- **What the task asks**
Copy exactly the lines that run from the one containing "Detect fire hose." through the end of the entries, both ends included.

- **Collected data entries**
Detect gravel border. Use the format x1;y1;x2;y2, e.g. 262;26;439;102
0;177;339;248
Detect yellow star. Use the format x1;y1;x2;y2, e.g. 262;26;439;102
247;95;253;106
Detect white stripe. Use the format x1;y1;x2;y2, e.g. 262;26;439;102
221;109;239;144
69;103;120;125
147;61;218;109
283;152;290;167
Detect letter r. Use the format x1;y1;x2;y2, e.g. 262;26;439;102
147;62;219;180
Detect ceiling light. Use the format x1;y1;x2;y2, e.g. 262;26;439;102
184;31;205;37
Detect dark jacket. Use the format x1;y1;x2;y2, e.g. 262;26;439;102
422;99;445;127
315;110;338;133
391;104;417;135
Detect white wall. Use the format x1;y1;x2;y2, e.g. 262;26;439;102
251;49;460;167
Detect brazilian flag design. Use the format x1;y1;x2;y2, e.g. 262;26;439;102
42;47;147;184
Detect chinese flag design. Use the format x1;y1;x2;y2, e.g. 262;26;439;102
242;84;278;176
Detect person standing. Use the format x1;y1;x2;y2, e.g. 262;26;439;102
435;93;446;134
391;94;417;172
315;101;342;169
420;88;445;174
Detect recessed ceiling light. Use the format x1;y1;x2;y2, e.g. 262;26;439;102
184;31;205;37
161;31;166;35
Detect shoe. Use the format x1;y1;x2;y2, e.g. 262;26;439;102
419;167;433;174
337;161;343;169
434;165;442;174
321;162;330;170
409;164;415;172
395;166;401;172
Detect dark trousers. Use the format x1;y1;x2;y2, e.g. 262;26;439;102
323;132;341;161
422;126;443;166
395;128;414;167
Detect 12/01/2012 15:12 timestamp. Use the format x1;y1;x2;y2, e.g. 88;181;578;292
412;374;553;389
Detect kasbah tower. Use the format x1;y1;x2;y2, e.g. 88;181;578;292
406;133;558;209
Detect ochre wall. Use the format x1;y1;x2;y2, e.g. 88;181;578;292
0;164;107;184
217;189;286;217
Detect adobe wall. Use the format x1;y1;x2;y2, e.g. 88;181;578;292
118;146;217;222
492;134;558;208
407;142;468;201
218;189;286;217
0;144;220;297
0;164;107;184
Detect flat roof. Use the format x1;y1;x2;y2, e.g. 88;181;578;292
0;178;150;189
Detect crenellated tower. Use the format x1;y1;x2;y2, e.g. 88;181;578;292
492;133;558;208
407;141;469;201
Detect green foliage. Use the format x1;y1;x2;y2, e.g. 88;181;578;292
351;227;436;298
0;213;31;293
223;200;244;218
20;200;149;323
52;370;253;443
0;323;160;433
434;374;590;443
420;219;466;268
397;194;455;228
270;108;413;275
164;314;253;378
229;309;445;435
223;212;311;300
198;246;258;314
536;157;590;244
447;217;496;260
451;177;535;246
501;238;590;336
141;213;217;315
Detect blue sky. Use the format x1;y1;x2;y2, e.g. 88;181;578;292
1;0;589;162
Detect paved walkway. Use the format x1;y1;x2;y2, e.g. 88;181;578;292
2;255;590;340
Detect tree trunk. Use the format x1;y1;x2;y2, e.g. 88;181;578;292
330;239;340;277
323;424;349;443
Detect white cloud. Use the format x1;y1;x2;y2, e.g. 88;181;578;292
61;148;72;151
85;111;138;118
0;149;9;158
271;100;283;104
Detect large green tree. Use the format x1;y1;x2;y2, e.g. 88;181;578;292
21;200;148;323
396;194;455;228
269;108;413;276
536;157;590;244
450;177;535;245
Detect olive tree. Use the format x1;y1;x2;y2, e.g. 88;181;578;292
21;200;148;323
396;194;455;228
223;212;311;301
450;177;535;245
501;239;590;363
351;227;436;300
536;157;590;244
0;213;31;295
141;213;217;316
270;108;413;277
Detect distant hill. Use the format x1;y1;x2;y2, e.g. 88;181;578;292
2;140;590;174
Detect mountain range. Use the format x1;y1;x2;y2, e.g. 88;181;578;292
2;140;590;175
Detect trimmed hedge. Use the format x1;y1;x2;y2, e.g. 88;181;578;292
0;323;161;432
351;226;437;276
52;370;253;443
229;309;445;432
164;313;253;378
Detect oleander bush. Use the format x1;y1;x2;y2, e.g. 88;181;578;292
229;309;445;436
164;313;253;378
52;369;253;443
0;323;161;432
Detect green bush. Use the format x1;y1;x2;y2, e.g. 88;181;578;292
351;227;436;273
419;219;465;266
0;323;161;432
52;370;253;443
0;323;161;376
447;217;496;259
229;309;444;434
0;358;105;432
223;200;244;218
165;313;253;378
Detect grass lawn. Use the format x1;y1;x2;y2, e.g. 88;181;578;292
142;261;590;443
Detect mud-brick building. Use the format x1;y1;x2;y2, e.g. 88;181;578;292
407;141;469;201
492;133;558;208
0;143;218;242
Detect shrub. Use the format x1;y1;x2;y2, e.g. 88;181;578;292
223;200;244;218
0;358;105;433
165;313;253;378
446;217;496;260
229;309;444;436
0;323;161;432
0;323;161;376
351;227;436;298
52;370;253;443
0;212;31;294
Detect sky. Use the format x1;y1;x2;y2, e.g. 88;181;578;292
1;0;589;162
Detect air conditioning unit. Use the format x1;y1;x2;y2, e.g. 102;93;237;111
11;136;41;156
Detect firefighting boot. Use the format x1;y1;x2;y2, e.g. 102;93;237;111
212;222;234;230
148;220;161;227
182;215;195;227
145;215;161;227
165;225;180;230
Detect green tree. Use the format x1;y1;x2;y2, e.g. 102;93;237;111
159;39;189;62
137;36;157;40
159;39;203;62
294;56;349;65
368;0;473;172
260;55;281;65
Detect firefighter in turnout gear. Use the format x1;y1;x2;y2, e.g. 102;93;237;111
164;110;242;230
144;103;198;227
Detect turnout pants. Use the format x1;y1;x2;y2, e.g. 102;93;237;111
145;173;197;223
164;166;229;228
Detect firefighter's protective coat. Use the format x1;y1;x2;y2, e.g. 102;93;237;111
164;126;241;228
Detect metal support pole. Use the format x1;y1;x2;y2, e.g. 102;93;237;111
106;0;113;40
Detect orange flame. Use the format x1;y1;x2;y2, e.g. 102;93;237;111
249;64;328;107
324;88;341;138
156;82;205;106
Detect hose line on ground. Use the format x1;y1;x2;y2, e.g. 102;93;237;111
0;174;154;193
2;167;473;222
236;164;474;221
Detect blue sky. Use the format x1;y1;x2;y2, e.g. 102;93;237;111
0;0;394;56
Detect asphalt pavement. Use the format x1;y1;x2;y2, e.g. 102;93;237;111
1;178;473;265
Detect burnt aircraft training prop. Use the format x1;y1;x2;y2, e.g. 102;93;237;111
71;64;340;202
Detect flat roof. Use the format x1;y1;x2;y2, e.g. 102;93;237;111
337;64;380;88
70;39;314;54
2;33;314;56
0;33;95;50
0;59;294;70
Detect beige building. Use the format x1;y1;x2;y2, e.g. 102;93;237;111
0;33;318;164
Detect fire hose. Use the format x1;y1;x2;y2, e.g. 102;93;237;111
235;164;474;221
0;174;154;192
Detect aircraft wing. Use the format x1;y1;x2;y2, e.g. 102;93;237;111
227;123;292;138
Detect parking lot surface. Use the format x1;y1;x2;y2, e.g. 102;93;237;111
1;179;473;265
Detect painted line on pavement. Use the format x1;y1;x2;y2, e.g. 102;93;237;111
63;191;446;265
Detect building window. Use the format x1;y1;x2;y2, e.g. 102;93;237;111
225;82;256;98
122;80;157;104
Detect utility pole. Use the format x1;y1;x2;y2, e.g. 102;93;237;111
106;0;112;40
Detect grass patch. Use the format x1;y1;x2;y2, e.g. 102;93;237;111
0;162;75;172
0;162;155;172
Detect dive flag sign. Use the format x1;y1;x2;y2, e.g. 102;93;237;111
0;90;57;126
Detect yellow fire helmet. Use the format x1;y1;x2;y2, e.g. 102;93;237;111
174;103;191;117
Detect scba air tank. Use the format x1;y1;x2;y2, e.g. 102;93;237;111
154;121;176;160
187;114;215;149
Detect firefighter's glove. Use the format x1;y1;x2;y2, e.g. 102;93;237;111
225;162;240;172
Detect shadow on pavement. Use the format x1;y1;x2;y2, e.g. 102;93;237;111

- **Worked solution**
Detect fire hose. Use the format x1;y1;x2;y2, e.g. 102;93;237;111
235;164;474;221
0;174;154;192
Detect aircraft wing. Use the format x1;y1;x2;y2, e.g. 102;93;237;111
227;123;292;138
Detect parking lot surface. Use the format x1;y1;x2;y2, e.g. 102;93;237;111
1;179;473;265
Detect painted line on pavement. Use the format x1;y1;x2;y2, e.g. 102;93;237;111
63;191;446;265
Detect building window. Use the format x1;y1;x2;y2, e.g. 102;93;237;111
225;82;256;98
122;80;157;104
Detect utility pole. Use the format x1;y1;x2;y2, e.g. 102;93;237;111
106;0;112;40
Detect grass patch. Use the format x1;y1;x2;y2, e.g. 102;93;237;111
0;162;75;172
0;162;155;172
Detect dive flag sign. Use the format x1;y1;x2;y2, e.g. 102;93;237;111
0;90;57;126
Detect yellow fire helmet. Use the format x1;y1;x2;y2, e.g. 102;93;237;111
174;103;191;117
Detect scba air tank. Use the format x1;y1;x2;y2, e.g. 102;93;237;111
154;121;176;160
187;114;215;149
Detect firefighter's glove. Use the format x1;y1;x2;y2, e.g. 102;93;237;111
225;162;240;172
Detect shadow on pavement. Use the format x1;y1;x2;y2, e.g. 102;93;237;111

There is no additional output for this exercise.